Directions = Reproduce the passage from the asthma genetics article word for word, between "Using advanced new" and "the 17q12—21 region.", inclusive.

━━ Given text ━━

Researchers find genetic clues to high rates of asthma in those of African ancestry

In the largest study of its kind, researchers at the University of Colorado Anschutz Medical Campus have found new clues into the parts of the human genome associated with the higher rates of asthma in those of African ancestry.

The study was published today in the journal Nature Communications.

Using advanced new technology, scientists were able to identify loci or locations on a specific chromosome that may put those of African descent at a higher risk of asthma.

They also discovered four chromosomal regions usually found in whites and Asians associated with asthma. One of those chromosomal areas is known as the 17q12—21 region.

Despite the high incidence of asthma among those of African ancestry, it has been historically underrepresented in genome-wide association studies (GWAS) even though the African genome is the most diverse on earth.

━━━
━━ Supplied information ━━

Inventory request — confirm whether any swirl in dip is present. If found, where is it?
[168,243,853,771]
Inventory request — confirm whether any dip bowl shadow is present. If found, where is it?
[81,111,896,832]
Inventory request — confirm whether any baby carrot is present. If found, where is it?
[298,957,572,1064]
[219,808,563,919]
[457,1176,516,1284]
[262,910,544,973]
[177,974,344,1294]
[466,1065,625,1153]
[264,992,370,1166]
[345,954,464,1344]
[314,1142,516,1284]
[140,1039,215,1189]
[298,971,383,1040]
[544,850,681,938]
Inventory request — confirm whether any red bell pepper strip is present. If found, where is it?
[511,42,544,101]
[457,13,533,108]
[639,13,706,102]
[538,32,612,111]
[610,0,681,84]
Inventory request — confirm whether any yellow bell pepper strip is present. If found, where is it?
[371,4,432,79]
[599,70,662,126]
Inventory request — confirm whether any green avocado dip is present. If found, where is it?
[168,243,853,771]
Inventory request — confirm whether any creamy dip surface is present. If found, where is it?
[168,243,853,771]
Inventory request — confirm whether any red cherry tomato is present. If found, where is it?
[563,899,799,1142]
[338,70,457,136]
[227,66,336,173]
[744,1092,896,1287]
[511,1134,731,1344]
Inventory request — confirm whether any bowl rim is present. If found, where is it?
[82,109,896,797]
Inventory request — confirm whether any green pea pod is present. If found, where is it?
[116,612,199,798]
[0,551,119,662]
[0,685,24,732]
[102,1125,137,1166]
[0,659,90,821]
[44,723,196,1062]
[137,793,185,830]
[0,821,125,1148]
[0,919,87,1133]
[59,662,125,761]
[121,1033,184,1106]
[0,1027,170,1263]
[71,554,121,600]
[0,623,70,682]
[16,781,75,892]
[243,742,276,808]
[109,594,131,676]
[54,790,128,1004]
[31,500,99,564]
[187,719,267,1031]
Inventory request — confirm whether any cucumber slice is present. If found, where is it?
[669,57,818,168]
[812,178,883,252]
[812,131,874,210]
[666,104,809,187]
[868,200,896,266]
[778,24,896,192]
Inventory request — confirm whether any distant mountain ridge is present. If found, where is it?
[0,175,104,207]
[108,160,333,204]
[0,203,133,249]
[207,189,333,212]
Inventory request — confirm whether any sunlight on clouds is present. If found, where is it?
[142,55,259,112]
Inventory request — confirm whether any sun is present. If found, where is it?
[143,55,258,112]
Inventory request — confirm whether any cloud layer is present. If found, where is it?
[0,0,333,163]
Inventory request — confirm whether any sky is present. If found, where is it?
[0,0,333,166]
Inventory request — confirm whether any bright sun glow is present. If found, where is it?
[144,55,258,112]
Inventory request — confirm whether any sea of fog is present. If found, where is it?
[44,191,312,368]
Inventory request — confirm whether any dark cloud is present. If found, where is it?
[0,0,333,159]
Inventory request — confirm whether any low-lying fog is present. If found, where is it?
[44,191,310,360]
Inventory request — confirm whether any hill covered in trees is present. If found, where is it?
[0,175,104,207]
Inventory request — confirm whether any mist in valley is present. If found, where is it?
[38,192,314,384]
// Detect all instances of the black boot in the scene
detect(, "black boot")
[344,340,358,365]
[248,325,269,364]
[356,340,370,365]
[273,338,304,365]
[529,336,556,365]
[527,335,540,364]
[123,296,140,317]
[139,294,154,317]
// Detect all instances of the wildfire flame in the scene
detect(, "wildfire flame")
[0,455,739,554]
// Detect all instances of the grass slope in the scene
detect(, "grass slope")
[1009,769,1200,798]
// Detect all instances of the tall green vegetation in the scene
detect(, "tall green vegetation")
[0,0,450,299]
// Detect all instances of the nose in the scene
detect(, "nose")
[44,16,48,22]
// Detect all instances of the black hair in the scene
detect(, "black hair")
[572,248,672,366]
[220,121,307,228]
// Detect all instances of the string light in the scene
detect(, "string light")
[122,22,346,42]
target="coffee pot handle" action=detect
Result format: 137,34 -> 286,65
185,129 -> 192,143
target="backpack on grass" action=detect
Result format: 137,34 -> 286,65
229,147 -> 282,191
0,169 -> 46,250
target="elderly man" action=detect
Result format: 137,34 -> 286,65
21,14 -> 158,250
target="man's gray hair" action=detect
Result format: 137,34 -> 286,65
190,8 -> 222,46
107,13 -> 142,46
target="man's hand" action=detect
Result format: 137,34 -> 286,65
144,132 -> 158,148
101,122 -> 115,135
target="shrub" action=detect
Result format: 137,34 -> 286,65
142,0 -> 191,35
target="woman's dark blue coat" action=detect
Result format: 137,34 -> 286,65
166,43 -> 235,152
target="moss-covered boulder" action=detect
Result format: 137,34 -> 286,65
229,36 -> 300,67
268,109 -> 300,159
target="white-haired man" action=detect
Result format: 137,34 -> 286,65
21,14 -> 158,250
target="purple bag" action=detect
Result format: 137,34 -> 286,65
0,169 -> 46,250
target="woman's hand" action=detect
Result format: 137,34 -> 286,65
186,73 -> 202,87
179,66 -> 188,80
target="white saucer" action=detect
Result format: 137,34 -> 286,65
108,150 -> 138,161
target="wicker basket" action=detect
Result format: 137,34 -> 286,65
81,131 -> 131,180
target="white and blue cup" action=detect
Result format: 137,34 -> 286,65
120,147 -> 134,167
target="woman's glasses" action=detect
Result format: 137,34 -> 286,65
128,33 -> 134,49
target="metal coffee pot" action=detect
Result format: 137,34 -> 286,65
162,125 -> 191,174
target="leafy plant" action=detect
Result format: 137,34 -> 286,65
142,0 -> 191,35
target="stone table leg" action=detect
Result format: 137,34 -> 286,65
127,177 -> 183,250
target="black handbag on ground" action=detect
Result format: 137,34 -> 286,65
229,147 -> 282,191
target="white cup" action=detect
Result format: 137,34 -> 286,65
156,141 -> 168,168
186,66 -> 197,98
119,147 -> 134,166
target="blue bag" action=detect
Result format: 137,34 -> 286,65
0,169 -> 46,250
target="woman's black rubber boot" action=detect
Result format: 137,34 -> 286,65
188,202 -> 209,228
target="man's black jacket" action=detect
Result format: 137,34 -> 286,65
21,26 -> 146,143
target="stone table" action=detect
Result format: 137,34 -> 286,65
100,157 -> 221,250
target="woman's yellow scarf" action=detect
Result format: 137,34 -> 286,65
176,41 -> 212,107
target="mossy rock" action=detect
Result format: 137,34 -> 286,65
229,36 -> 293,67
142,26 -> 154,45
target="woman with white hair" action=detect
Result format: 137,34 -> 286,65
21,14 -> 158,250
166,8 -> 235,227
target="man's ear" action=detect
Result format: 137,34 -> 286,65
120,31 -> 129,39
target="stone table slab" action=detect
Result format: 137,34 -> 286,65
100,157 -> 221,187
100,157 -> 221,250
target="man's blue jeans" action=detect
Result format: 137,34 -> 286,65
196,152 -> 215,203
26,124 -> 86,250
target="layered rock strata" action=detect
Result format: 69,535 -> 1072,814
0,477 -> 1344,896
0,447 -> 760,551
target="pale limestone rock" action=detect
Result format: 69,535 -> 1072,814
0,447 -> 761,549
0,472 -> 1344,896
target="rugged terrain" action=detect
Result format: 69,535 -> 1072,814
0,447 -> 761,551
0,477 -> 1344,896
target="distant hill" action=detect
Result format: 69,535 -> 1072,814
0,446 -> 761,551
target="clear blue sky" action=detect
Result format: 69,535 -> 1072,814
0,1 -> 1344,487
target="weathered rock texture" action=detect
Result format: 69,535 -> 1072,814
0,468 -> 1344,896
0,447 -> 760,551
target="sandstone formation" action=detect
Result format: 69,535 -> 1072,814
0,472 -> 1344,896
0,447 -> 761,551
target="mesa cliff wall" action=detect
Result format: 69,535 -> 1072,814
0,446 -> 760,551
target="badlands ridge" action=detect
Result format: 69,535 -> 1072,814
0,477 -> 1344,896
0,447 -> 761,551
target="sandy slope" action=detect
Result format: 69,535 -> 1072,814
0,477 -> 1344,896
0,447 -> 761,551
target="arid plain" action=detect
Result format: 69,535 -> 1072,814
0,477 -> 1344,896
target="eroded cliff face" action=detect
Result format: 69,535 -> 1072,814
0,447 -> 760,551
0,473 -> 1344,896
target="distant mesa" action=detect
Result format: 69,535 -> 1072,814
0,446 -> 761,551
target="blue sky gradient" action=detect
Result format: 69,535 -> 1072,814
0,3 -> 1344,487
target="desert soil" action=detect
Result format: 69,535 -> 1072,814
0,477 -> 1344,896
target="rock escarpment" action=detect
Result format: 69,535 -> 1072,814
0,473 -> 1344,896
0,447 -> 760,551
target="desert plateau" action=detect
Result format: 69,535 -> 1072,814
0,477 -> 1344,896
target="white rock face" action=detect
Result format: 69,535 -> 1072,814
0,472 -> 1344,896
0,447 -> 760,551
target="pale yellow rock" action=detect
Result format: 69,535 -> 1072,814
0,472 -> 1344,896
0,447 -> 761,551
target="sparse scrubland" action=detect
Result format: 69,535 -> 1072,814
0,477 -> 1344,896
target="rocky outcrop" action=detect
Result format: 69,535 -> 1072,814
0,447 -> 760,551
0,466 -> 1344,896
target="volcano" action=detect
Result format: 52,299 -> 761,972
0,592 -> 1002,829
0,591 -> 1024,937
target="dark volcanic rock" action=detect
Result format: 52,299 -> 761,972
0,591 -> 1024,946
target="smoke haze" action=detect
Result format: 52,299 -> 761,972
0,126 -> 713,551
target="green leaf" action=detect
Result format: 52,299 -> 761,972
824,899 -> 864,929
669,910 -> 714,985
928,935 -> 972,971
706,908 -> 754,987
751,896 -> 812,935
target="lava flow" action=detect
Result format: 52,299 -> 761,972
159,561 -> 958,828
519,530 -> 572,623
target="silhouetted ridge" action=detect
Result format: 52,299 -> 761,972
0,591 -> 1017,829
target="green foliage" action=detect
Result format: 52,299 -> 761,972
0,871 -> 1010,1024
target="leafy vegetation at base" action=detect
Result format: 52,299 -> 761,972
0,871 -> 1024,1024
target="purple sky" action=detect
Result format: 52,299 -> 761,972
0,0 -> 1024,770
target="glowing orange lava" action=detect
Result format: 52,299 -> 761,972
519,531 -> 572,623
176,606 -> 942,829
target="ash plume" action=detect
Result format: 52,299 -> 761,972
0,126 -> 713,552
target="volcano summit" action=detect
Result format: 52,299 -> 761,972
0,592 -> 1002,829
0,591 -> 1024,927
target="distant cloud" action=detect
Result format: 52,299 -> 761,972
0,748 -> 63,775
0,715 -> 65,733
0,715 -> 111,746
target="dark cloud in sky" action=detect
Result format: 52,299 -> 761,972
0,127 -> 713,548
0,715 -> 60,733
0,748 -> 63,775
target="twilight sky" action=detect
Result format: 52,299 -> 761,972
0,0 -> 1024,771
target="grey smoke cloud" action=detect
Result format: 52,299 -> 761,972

━━━

Completed exercise =
Using advanced new technology, scientists were able to identify loci or locations on a specific chromosome that may put those of African descent at a higher risk of asthma.

They also discovered four chromosomal regions usually found in whites and Asians associated with asthma. One of those chromosomal areas is known as the 17q12—21 region.